[[ Data excerpts, beginning ]]
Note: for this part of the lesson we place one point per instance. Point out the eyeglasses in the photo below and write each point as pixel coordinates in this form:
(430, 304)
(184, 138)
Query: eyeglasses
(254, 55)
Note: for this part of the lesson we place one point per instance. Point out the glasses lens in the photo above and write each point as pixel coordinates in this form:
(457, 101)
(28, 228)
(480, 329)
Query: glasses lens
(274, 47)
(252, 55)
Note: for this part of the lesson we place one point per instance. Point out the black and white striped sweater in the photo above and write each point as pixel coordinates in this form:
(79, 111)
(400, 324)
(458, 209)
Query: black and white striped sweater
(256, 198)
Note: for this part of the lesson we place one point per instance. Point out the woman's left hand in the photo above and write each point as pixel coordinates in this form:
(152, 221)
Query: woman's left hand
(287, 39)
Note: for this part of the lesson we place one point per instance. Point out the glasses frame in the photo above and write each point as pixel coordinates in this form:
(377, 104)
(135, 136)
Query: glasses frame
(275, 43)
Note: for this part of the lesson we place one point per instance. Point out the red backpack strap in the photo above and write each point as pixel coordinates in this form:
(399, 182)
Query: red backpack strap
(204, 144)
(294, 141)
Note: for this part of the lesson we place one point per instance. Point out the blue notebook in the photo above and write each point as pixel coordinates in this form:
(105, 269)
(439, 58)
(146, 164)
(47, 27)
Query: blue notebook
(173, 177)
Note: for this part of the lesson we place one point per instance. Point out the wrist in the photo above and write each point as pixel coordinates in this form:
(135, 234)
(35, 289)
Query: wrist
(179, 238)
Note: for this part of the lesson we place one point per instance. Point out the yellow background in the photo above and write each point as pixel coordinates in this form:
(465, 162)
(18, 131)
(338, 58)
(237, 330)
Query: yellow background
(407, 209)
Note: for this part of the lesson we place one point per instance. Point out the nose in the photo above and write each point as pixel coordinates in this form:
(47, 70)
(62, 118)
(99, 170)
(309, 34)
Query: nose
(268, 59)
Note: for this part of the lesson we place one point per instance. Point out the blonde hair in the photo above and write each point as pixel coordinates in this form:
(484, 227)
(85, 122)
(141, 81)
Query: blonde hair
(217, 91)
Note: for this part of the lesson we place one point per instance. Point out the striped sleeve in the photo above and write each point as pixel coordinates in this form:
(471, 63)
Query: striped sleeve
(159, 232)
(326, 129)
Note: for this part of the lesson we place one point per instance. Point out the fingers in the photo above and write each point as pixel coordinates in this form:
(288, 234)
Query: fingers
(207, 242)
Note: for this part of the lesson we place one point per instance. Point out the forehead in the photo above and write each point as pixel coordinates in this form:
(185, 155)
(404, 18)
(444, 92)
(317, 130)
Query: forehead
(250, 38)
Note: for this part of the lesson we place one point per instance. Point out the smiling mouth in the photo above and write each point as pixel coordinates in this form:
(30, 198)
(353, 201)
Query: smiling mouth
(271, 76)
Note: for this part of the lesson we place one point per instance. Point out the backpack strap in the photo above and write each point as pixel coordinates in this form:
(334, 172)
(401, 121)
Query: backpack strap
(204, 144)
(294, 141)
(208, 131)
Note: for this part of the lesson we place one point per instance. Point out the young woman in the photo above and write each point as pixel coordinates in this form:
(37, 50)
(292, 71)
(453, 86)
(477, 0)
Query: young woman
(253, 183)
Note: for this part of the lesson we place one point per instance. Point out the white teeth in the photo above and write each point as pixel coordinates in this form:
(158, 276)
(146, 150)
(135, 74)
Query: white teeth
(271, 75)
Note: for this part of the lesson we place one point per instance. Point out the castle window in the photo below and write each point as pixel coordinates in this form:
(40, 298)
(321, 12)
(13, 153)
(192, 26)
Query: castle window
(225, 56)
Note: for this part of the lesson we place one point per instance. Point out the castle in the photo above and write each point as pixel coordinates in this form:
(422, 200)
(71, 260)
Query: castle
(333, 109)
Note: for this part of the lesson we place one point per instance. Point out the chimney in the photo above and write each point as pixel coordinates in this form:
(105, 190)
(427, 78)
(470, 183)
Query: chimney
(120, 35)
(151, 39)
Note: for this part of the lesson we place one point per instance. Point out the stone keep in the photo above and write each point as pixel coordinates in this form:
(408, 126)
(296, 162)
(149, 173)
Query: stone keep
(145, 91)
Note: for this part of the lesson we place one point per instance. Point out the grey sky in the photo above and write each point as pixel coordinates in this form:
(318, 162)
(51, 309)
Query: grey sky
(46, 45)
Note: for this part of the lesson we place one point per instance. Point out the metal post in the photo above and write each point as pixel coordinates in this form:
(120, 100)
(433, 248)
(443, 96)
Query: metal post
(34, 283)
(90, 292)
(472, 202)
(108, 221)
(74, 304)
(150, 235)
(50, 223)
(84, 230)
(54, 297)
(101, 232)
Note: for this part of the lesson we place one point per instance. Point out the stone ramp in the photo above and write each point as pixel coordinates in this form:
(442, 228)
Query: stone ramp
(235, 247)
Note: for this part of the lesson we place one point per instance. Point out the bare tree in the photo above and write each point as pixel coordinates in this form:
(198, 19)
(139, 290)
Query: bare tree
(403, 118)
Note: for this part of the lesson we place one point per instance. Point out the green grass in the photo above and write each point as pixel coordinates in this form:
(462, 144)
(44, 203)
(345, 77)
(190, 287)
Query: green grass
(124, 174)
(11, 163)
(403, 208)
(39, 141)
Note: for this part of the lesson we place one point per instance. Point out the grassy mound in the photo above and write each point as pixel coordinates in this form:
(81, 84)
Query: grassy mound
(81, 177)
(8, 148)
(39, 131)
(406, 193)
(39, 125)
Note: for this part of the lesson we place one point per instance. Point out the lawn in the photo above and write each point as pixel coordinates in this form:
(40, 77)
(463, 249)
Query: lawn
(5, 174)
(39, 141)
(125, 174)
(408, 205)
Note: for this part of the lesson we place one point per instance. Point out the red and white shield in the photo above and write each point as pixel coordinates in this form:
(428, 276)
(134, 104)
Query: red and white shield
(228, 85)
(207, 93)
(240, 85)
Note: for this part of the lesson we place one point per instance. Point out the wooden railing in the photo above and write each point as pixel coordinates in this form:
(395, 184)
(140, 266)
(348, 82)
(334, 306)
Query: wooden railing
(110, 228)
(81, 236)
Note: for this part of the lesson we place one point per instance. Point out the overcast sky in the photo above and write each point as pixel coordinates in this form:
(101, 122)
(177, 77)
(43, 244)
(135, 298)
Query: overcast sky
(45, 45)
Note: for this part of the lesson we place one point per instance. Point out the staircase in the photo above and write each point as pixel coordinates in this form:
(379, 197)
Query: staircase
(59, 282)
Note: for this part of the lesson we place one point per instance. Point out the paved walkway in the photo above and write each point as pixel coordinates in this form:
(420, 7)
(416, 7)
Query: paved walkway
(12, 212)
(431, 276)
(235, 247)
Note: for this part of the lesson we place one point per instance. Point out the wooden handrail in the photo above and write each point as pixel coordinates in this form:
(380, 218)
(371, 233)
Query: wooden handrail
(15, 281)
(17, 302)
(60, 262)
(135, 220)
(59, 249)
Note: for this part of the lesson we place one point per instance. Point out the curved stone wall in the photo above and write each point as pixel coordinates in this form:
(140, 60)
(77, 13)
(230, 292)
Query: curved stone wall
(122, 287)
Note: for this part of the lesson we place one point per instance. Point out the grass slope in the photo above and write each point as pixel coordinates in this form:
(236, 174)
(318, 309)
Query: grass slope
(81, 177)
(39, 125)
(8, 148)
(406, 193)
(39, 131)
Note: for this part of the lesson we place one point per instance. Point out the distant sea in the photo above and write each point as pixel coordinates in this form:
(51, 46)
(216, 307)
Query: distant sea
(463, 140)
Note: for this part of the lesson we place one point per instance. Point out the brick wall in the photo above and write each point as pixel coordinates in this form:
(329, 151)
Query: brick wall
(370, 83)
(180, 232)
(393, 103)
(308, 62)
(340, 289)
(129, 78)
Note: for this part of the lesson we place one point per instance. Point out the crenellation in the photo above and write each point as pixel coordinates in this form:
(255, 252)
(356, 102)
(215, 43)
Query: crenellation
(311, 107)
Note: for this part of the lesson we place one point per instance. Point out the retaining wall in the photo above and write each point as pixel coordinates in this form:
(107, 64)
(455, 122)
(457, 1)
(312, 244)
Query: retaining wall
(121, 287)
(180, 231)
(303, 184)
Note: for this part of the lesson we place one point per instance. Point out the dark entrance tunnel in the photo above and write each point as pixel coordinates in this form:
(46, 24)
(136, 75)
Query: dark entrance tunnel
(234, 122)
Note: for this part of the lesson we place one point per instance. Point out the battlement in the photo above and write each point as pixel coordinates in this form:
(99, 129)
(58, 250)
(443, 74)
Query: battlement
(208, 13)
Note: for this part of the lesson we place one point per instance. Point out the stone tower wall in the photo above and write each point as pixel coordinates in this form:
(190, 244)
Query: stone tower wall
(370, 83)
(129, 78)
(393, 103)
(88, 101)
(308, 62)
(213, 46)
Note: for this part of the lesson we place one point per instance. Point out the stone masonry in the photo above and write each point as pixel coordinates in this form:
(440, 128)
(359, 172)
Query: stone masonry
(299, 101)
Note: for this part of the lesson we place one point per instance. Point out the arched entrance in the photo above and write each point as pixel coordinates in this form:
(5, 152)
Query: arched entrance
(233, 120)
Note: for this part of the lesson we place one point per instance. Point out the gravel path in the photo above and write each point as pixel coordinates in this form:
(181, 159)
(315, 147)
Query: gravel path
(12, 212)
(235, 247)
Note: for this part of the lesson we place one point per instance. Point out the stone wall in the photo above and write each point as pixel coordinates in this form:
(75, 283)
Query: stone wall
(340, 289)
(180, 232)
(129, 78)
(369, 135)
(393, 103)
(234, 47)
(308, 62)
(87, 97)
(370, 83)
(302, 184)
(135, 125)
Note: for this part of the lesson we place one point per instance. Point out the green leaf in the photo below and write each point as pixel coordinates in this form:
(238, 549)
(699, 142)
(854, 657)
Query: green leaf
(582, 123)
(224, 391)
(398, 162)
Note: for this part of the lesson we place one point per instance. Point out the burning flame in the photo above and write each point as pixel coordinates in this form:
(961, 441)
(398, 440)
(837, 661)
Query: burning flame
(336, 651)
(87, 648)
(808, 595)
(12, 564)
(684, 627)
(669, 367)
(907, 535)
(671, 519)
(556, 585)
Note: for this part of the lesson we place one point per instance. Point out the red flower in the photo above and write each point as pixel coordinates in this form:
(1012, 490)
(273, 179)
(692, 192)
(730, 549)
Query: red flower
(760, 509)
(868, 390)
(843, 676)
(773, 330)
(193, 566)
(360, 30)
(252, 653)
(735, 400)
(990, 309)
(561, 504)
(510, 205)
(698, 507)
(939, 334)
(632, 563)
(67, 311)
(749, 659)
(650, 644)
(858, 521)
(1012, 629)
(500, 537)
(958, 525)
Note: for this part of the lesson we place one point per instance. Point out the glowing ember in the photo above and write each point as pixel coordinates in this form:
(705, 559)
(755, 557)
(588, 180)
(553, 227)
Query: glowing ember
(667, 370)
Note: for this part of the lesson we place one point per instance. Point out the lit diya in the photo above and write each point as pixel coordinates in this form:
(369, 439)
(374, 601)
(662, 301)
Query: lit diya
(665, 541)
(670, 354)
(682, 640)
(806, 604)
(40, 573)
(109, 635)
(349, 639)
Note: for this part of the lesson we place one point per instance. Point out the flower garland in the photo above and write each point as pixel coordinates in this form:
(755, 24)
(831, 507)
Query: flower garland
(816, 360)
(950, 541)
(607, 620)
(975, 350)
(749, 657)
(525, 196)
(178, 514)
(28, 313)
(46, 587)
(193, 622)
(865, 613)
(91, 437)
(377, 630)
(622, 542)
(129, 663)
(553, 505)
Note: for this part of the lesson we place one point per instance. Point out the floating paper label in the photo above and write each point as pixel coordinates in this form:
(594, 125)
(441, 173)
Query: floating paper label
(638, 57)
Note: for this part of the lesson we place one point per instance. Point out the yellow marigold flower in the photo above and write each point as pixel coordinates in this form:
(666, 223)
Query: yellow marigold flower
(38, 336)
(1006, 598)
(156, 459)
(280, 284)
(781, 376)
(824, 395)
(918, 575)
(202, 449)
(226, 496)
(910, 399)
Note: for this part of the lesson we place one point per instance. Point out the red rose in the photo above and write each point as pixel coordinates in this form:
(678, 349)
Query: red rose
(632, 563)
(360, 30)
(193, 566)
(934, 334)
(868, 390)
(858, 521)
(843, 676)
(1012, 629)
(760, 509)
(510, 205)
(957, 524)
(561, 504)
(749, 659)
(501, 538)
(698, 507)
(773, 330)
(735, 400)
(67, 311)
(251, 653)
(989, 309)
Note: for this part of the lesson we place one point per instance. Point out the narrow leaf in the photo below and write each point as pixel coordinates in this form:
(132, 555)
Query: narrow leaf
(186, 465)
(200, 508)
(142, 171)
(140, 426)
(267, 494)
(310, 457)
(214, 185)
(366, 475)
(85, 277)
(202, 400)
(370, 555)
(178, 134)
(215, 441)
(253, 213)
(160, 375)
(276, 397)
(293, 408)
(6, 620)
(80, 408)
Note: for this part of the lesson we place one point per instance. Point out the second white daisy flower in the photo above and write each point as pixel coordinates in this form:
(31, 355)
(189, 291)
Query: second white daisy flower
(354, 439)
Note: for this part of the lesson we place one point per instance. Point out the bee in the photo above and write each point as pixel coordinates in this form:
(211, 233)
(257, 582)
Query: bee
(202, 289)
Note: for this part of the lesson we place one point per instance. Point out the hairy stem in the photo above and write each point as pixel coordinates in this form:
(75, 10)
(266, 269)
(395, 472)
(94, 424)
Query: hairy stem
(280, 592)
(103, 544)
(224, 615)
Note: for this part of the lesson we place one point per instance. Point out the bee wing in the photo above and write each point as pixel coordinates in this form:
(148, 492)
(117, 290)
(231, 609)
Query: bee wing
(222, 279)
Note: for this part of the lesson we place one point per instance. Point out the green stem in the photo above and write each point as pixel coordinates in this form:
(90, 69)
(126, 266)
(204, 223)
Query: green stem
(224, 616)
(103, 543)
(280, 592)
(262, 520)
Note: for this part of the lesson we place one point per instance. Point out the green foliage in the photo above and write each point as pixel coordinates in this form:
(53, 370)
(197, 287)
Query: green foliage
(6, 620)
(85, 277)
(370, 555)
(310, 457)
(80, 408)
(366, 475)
[[ Data excerpts, end ]]
**Work task:**
Among the records above, only the lines between the line holding "Query: wrist" and the line holding "out the nose", inclusive, are to be output, exactly as written.

**Answer box:**
Query: wrist
(179, 238)
Note: for this part of the lesson we place one point per instance. Point out the yellow background in the photo above and write each point as pixel coordinates in this form:
(465, 162)
(18, 131)
(338, 58)
(237, 330)
Query: yellow background
(407, 209)
Note: for this part of the lesson we place one point per instance. Point out the nose in the photo above and write each point as pixel coordinates in this form:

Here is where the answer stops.